--- Records for the exercise ---

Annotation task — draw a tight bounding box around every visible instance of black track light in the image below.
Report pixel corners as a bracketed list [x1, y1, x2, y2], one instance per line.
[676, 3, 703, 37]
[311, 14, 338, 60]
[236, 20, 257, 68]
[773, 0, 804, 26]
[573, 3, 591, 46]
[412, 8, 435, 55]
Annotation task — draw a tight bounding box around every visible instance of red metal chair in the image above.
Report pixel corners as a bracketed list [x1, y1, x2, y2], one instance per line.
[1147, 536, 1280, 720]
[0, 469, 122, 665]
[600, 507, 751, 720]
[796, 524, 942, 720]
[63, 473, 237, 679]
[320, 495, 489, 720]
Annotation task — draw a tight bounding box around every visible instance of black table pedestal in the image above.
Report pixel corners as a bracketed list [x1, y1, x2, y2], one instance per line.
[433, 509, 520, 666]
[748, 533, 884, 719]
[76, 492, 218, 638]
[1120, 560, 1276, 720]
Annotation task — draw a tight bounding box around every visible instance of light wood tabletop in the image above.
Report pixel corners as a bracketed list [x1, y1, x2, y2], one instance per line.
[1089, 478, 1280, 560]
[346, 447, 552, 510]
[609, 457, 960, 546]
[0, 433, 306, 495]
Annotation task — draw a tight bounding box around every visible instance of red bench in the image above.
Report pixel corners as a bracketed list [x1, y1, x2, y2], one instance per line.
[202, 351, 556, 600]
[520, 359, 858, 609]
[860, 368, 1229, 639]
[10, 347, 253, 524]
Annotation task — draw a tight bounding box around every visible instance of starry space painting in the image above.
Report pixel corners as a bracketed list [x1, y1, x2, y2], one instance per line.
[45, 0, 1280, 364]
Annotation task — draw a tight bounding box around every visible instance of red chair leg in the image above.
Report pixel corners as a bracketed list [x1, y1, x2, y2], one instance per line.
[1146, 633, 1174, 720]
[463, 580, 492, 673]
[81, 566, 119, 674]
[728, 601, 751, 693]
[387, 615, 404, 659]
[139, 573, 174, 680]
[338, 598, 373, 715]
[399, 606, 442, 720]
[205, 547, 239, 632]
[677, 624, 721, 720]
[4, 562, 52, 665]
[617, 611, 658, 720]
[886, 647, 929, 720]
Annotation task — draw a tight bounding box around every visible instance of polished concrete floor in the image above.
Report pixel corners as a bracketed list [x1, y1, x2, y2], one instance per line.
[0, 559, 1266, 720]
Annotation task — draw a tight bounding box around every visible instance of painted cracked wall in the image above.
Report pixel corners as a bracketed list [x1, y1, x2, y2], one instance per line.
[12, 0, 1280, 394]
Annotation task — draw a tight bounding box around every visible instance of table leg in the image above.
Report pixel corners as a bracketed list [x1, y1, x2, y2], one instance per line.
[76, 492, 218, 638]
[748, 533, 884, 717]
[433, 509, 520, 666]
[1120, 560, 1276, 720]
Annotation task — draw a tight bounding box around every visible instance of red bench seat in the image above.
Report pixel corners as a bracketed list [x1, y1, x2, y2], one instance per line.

---

What the exercise asks: Render every row above as a numbered list, leaving out any blank lines.

Solution to this problem:
1. Annotation task — draw a tight bounding box around every visible instance of black track light in the image below.
2. Report pixel corners as a bracketed list [x1, y1, x2, y2], one instance per line.
3. [676, 3, 703, 37]
4. [311, 14, 338, 60]
5. [236, 20, 257, 68]
6. [773, 0, 804, 26]
7. [573, 3, 591, 46]
8. [412, 8, 435, 55]
9. Annotation task — draw a tight bounding box around every visible instance of red metal chair in the image above.
10. Report pixel corners as a bracketed list [x1, y1, x2, y2], one instance per line.
11. [1147, 536, 1280, 720]
12. [0, 469, 122, 665]
13. [600, 507, 751, 720]
14. [796, 524, 942, 720]
15. [63, 473, 237, 679]
16. [320, 495, 489, 720]
17. Annotation task — draw a tight bounding box around every visible instance of black table pedestal in the image above.
18. Report pixel corners as a bracketed list [x1, y1, x2, y2], one instance per line.
19. [433, 509, 520, 666]
20. [748, 533, 884, 719]
21. [76, 492, 218, 638]
22. [1120, 560, 1276, 720]
23. Annotation task — draw a tight bounding box around every visible instance of light wood tabletop in the image above.
24. Report pixel corners as a bracketed list [x1, y1, x2, y2], one instance per line.
25. [1089, 478, 1280, 560]
26. [346, 447, 552, 510]
27. [609, 457, 960, 546]
28. [0, 433, 306, 495]
29. Annotation task — draw a tight bounding box around every visible instance of red bench in the image above.
30. Report pixel corners as a bracketed list [x1, y1, x2, y2], one instance per line.
31. [202, 351, 556, 600]
32. [520, 359, 858, 609]
33. [860, 368, 1229, 639]
34. [10, 347, 253, 524]
35. Annotation task — draw a tight bounding box around every visible instance of starry space painting in the image above.
36. Report pixel corners as a bracketed list [x1, y1, x2, y2], one instance per line.
37. [45, 0, 1280, 364]
38. Annotation task — draw a tight bounding box around every visible instance of red chair leg in the image above.
39. Report pixel corners as a bracketed list [x1, y1, x2, y2], one instance per line.
40. [1146, 633, 1174, 720]
41. [463, 580, 492, 673]
42. [81, 566, 119, 674]
43. [728, 601, 751, 693]
44. [387, 615, 404, 659]
45. [139, 573, 174, 680]
46. [338, 598, 373, 715]
47. [399, 606, 442, 720]
48. [205, 547, 239, 632]
49. [677, 624, 721, 720]
50. [4, 562, 52, 665]
51. [617, 611, 658, 720]
52. [886, 647, 929, 720]
53. Annotation task — draw a tight bounding box around every visible instance of polished concrete floor in the image above.
54. Report pixel corners as a bracketed list [x1, y1, x2, y2], one instance per line.
55. [0, 559, 1266, 720]
56. Annotation task — draw a tight bounding box around every visible instance of painted cracked wall in the image above.
57. Report pixel corners as a bracketed list [x1, y1, x2, y2], one instance per line.
58. [12, 0, 1280, 394]
59. Annotation task — draw a tight bounding box around every visible instance of table leg in the image above.
60. Report pixel corners as a bracketed list [x1, y1, x2, y2], one instance per line.
61. [76, 492, 218, 638]
62. [748, 533, 884, 717]
63. [433, 509, 520, 666]
64. [1120, 560, 1276, 720]
65. Annotation task — draw a tight bounding box around every visible instance of red bench seat in the image above.
66. Report pixel corners as a bracketed list [x1, y1, x2, y2], one instance per line.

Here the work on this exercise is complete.